— SELECTED PASSAGE —

It was eight o'clock by the time we got back to the Kingston platform,
there were hordes of people and only three taxis. The pushier people got
these. But Olivia is an old hand at catching taxis, so under her directions
I ran one way and she ran another. As soon as a taxi appeared at the station,
we would grab the door handle and run along beside it until it stopped,
then scream "I have one!" It didn't work the first time because
a lot of ladies in furs pushed us out of the way and got in before we could
stop them. But after a few tries -
13 Feb
What a delightful letter from home this Thursday morning! Two pages from
Mother, sounding like herself again.
Just as an aside to you, sibling Judy, I was up until three last night
studying music, all fired up with coffee and inspired from looking over
last year's test papers. The reason (you are right on this point) that I
take so much glee in telling you about these imbecillic bedtime hours is
that I'm thrilled to find so much time tucked away, stored up for special
occasions and emergencies (snowfalls and due essays respectively).
You are entirely right, Mother: I am in danger of becoming a snob. It
is particularly easy, living in this community of intelligent, mostly attractive,
many wealthy, and generally self-assured young people, to forget
about REAL people and to think of them as objects rather than people with
real insides. I know very well that this danger is there, and I am glad
you remind me because I do want to keep some contact with the Outside and
its realities. (It must have been rather dismal for you to get such a miserable
comment ("indeed") when you thought you could trust me for a bit
of awareness.) Ban Righ Three would call that sort of remark a 'snarkie'
but it was an unintended snarkie so am I forgiven?
About all the pictures you have on order, it seems rather impossible
to oblige you especially as I haven't a flash on my camera yet - however,
we have got an arrangement on the way to have a photographer do a floor
picture of Ban Righ Three, and I'll send you my (groan) one dollar and fifty
cents copy. As for the yearbook, I'm not bothering with one this year, for
the Tricolor has a reputation (deserved) for displaying pictures mostly
of football games and formals and booze parties, and this is not a true
representation of Queen's at all so why squeeze out five dollars for it.

— EXERCISE GOAL —
For each statement below, say yes or no to whether it agrees with the letter above, and quote the exact words from the letter that decide it.
1. The writer stayed up until three in the morning studying music.
2. At the Kingston platform there were plenty of taxis for everyone.
3. The writer plans to buy a yearbook this year.

— RECORD SET —
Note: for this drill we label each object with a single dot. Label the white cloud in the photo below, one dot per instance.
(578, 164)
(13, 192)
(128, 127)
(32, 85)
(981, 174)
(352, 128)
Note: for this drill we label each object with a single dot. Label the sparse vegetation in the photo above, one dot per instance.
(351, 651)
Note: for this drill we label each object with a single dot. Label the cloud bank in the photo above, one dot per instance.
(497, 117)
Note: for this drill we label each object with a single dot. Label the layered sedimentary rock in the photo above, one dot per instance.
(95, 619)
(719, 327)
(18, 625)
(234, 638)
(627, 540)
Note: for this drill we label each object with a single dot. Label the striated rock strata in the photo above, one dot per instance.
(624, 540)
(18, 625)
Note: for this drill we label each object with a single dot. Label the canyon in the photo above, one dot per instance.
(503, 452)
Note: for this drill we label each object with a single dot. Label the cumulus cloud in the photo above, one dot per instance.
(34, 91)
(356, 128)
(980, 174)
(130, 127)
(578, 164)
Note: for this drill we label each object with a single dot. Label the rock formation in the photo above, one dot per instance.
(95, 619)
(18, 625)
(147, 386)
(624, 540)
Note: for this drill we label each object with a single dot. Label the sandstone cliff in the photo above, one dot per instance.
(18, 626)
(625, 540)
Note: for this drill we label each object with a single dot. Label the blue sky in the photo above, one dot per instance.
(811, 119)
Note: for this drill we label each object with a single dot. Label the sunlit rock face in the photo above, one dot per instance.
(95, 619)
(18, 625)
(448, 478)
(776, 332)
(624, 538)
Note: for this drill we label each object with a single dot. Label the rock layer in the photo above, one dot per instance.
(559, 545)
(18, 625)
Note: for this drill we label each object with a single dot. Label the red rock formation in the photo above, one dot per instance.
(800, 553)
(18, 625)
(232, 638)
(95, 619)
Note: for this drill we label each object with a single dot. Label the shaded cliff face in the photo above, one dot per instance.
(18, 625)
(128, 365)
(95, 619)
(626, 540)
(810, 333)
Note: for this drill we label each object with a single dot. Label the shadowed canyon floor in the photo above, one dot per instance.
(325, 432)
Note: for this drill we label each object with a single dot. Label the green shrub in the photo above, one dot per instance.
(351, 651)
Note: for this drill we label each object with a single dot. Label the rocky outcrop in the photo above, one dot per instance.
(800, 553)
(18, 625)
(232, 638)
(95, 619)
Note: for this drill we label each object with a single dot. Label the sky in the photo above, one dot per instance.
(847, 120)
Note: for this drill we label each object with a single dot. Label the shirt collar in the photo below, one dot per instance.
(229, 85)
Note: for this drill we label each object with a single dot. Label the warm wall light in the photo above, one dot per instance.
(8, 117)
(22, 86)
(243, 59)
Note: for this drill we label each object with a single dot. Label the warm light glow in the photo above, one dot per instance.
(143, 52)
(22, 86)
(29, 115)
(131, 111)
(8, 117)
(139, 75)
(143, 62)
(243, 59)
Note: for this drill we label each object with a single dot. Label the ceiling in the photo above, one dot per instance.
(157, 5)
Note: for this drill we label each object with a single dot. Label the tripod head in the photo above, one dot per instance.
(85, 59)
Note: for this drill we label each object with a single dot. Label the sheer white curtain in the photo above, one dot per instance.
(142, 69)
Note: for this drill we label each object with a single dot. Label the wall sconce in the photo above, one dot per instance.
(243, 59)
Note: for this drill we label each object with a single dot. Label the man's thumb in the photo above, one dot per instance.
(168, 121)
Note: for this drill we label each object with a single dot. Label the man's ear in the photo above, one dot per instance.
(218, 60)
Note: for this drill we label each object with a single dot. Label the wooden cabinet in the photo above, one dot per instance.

— OUTPUT FOR THIS EXERCISE —
1. Yes: "I was up until three last night studying music"
2. No: "there were hordes of people and only three taxis"
3. No: "I'm not bothering with one this year"